** Teks Pilihan **
______________________________
Die taz: Sebuah Catatan Harian (6)
Situasinya serius, meski sentilan-sentilan yang berseliweran tetap terdengar segar. Salah satu sentilan paling populer berbunyi begini: “kontradiksi antara teori dan praktik dalam proyek ini berhasil diselesaikan, yaitu dengan kemenangan kontradiksi”.
“Pornotaz”
“Kami mogok,” begitu jelas kaum perempuan taz pada 7 November 1980. Dua hari sebelumnya, dalam koran taz, pada halaman diskusi terpampang karikatur kasar tentang dunia sado masokis: beberapa Domina garang tampak menguasai beberapa lelaki yang menyeringai tersiksa.
______________________________
** Bahan yang Disediakan **
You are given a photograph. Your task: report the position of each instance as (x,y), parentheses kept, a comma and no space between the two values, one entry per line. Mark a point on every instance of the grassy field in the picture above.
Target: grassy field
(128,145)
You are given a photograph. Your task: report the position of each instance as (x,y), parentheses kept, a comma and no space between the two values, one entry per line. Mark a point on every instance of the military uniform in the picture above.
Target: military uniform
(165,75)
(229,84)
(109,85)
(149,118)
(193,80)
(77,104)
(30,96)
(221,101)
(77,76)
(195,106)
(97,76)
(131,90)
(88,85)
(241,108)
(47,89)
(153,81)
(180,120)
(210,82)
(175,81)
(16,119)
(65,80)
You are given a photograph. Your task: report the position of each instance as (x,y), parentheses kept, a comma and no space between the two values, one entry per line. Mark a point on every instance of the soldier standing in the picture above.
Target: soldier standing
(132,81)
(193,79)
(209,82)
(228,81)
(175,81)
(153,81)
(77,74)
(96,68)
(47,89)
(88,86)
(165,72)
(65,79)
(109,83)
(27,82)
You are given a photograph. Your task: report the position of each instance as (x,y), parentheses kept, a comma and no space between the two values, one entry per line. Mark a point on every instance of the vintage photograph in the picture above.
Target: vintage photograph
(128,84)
______________________________
** Langkah Kerja **
- 1) Susun baris-baris bahan yang disediakan, dari baris yang memuat "uniform in the picture above." sampai dengan baris terakhir bahan tersebut, menjadi tabel Markdown berkolom "No." dan "Baris". Abaikan baris yang kosong.
- 2) Lanjutkan teks pilihan tentang catatan harian koran taz mulai setelah kalimat terakhirnya.

** Kunci Jawaban **
- 1)
| No. | Baris |
|---|---|
| 1 | You are given a photograph. Your task: report the position of each instance as (x,y), parentheses kept, a comma and no space between the two values, one entry per line. Mark a point on every instance of the military uniform in the picture above. |
| 2 | Target: military uniform |
| 3 | (165,75) |
| 4 | (229,84) |
| 5 | (109,85) |
| 6 | (149,118) |
| 7 | (193,80) |
| 8 | (77,104) |
| 9 | (30,96) |
| 10 | (221,101) |
| 11 | (77,76) |
| 12 | (195,106) |
| 13 | (97,76) |
| 14 | (131,90) |
| 15 | (88,85) |
| 16 | (241,108) |
| 17 | (47,89) |
| 18 | (153,81) |
| 19 | (180,120) |
| 20 | (210,82) |
| 21 | (175,81) |
| 22 | (16,119) |
| 23 | (65,80) |
| 24 | You are given a photograph. Your task: report the position of each instance as (x,y), parentheses kept, a comma and no space between the two values, one entry per line. Mark a point on every instance of the soldier standing in the picture above. |
| 25 | Target: soldier standing |
| 26 | (132,81) |
| 27 | (193,79) |
| 28 | (209,82) |
| 29 | (228,81) |
| 30 | (175,81) |
| 31 | (153,81) |
| 32 | (77,74) |
| 33 | (96,68) |
| 34 | (47,89) |
| 35 | (88,86) |
| 36 | (165,72) |
| 37 | (65,79) |
| 38 | (109,83) |
| 39 | (27,82) |
| 40 | You are given a photograph. Your task: report the position of each instance as (x,y), parentheses kept, a comma and no space between the two values, one entry per line. Mark a point on every instance of the vintage photograph in the picture above. |
| 41 | Target: vintage photograph |
| 42 | (128,84) |

- 2)
Seorang pekerja yang bertugas mengumpulkan abonemen sengaja memasukkannya untuk memprovokasi para perempuan taz. Ternyata, tindakannya membakar kehebohan yang bermula dari sebuah artikel pornografi berjudul “Seorang Perempuan Impian Buka Baju”. Artikel yang membuat marah kelompok perempuan itu terbit pada 12 September, ditulis oleh Gernot Gailer, seseorang dengan nama samaran.
Kasus itu menjadi skandal besar pertama bagi taz. Dan, tanpa disangka terkait masalah moral dan seksualitas. Persisnya: hubungan antara kaum kiri, antiotoriter, imaji diri yang individualistis, dan nilai-nilai normatif yang berlaku. Emansipasi bukan sekadar masalah pembebasan kaum perempuan, melainkan terkait dengan pendidikan dan disiplin kaum lelaki.
Karikatur itu menjadi sengketa internal di taz, jauh sebelum karikatur Muhammad di sebuah koran Denmark memicu amarah kaum fundamentalis Islam dan kaum Kristen yang terjangkit xenofobia atau takut pada hal-hal asing. Kericuhan di taz juga merupakan masalah moralisme fundamentalis.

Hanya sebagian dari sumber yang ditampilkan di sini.